> **Problem to work on**: Write out everything from the line containing "Sample: x=425, y=11." down to the line containing "x=344, y=159", with both of those lines included and each line copied without any change.

──────

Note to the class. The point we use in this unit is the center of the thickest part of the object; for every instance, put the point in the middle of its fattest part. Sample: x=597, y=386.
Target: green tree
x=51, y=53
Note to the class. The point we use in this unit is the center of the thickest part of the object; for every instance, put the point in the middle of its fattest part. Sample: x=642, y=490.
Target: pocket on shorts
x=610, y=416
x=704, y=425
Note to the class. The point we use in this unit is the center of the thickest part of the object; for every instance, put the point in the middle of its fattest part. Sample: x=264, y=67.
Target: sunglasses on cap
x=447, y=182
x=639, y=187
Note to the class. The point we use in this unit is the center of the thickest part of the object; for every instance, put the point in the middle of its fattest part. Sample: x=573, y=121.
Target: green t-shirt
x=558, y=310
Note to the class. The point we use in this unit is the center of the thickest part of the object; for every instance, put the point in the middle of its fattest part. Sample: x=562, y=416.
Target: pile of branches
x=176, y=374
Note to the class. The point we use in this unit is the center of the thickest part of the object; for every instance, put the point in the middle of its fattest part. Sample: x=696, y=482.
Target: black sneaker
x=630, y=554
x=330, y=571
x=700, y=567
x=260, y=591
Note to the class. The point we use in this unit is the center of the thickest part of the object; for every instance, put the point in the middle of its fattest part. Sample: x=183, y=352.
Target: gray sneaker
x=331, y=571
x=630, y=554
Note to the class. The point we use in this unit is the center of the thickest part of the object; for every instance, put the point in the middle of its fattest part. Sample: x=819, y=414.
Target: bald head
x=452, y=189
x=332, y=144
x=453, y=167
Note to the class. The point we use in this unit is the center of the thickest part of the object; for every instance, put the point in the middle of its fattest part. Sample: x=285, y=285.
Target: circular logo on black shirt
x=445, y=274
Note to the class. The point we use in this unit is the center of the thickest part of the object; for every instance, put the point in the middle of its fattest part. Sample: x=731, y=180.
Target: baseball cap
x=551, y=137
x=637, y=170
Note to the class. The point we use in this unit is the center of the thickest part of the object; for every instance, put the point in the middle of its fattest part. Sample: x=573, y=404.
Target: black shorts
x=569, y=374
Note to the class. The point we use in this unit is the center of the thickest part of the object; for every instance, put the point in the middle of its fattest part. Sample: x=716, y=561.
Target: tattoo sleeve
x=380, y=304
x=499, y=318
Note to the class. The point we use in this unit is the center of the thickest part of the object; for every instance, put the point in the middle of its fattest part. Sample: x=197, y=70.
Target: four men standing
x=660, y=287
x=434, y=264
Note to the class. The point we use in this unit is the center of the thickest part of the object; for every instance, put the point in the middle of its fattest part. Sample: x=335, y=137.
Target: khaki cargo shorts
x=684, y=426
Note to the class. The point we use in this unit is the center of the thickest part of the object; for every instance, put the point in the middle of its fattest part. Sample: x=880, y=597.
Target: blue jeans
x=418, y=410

──────

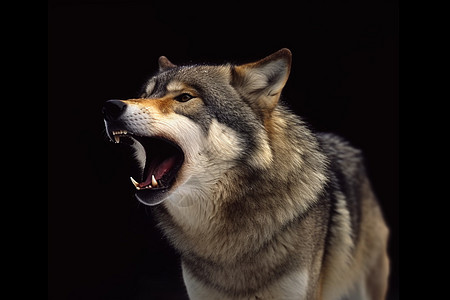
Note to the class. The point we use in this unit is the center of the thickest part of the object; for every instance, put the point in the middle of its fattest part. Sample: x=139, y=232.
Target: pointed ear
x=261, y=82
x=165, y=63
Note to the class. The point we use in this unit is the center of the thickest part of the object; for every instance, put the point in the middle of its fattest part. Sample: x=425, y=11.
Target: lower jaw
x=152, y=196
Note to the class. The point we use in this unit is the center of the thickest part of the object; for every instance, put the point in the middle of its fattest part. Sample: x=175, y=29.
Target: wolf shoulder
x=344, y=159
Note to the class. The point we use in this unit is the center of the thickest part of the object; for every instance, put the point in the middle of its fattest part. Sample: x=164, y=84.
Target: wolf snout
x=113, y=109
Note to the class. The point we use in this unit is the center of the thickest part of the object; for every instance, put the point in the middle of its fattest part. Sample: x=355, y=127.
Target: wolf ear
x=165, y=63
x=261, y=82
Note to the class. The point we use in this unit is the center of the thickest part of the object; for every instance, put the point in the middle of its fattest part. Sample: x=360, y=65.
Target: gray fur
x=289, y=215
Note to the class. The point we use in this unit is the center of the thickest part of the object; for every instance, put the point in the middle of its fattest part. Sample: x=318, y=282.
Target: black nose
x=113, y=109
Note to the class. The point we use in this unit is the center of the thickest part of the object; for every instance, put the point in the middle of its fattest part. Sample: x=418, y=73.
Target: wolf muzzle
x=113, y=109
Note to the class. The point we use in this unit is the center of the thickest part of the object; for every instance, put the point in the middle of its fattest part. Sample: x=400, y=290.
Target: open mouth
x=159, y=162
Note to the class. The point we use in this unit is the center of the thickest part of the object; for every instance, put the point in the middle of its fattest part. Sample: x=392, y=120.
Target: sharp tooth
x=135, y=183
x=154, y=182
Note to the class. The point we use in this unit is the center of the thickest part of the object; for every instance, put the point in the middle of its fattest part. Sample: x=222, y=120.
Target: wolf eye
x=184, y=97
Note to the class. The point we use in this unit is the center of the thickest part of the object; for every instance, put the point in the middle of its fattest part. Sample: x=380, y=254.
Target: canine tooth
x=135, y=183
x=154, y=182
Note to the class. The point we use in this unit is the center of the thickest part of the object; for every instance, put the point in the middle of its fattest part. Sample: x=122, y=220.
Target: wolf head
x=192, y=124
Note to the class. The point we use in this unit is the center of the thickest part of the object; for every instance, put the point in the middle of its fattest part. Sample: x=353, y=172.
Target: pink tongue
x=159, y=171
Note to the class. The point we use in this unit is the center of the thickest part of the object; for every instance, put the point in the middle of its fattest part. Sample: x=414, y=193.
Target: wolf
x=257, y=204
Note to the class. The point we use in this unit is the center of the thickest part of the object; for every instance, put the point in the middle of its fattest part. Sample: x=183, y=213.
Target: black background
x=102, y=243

──────

> **Task solution**:
Note to the class. The point we use in this unit is the center of the thickest part of the object; for every instance, put the point in the middle of its fattest part. Sample: x=425, y=11.
Target: lower jaw
x=152, y=196
Note to the class. The point we use in this unit is the center of the thickest part of the object; for every instance, put the point in the middle of its fattest part. Sample: x=175, y=29.
Target: wolf shoulder
x=344, y=159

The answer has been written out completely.